• _WHAT NEEDS TO BE DONE_:
The expected output is the exact lines from the one containing "# indicate x and y for each instance of the human" through the end of the data, inclusive, and nothing else.

### THE RECORDS

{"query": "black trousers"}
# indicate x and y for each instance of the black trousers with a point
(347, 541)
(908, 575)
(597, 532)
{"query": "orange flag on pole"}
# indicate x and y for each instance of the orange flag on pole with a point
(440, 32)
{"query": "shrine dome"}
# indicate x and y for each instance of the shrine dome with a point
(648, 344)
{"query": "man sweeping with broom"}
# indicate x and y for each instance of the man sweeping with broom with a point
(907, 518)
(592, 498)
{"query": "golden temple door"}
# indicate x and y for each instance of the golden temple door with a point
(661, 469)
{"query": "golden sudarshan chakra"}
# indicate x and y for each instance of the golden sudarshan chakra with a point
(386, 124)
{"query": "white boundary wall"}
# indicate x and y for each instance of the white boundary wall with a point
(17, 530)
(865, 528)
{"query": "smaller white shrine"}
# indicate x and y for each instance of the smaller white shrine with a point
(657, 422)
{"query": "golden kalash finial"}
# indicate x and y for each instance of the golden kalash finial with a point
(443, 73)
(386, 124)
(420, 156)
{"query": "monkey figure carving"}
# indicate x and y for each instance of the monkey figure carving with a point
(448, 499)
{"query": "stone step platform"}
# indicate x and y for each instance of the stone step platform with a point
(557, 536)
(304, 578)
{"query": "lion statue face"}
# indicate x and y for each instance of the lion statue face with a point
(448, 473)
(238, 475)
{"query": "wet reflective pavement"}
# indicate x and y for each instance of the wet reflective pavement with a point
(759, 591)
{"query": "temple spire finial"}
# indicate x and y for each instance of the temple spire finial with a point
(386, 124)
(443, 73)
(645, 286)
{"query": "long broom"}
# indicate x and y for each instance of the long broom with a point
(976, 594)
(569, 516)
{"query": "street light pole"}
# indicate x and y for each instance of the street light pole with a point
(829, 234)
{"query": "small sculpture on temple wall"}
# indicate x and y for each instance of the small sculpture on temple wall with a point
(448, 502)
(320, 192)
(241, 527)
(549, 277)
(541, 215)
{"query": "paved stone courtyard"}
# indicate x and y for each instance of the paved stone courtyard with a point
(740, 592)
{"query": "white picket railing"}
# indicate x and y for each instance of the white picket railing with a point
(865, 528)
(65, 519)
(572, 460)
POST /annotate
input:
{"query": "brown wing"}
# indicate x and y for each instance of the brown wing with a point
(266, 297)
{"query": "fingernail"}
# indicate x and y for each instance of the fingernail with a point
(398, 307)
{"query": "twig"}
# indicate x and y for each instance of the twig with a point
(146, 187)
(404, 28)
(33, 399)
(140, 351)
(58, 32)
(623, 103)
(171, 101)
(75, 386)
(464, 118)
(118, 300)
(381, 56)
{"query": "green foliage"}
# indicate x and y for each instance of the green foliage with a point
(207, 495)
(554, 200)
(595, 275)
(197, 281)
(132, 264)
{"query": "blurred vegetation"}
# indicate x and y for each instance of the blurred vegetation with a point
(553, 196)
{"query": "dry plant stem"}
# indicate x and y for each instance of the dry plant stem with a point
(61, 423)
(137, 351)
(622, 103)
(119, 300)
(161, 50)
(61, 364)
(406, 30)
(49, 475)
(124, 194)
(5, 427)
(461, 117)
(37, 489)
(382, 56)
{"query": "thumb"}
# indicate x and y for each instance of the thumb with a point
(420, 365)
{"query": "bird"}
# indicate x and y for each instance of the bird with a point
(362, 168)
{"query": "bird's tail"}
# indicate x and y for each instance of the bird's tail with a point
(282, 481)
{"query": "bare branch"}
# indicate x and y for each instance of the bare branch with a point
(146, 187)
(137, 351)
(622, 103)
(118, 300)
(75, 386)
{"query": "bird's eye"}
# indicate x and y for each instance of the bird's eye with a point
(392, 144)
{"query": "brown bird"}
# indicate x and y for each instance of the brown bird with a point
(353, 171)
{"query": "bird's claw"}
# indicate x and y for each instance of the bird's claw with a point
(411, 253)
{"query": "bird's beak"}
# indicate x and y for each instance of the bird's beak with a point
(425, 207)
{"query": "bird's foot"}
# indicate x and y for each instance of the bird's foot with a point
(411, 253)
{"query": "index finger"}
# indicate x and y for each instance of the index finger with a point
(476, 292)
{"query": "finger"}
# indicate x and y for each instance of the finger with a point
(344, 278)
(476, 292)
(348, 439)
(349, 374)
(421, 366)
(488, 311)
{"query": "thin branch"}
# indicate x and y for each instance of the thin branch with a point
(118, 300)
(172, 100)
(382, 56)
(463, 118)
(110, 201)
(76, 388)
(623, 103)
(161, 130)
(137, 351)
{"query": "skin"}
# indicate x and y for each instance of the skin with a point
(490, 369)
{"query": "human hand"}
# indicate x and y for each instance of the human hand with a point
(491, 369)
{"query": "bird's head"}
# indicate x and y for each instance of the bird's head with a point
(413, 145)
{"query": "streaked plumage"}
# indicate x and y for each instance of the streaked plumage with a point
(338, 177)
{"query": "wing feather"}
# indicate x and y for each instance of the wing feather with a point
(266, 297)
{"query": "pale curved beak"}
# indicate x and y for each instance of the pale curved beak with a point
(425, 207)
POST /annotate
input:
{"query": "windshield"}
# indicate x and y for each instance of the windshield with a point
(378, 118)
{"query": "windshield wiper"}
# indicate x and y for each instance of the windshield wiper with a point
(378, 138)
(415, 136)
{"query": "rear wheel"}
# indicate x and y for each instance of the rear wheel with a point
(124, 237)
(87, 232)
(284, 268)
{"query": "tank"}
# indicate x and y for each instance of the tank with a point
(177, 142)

######

• _EXERCISE RESULT_:
# indicate x and y for each instance of the human hand with a point
(491, 369)
{"query": "bird's head"}
# indicate x and y for each instance of the bird's head with a point
(413, 145)
{"query": "streaked plumage"}
# indicate x and y for each instance of the streaked plumage with a point
(338, 177)
{"query": "wing feather"}
# indicate x and y for each instance of the wing feather with a point
(266, 297)
{"query": "pale curved beak"}
# indicate x and y for each instance of the pale curved beak with a point
(425, 207)
POST /annotate
input:
{"query": "windshield"}
# indicate x and y for each instance of the windshield with a point
(378, 118)
{"query": "windshield wiper"}
# indicate x and y for each instance of the windshield wiper with a point
(378, 138)
(415, 136)
{"query": "rear wheel"}
# indicate x and y for each instance of the rear wheel with a point
(124, 237)
(87, 232)
(284, 268)
{"query": "tank"}
# indicate x and y for each instance of the tank with a point
(177, 142)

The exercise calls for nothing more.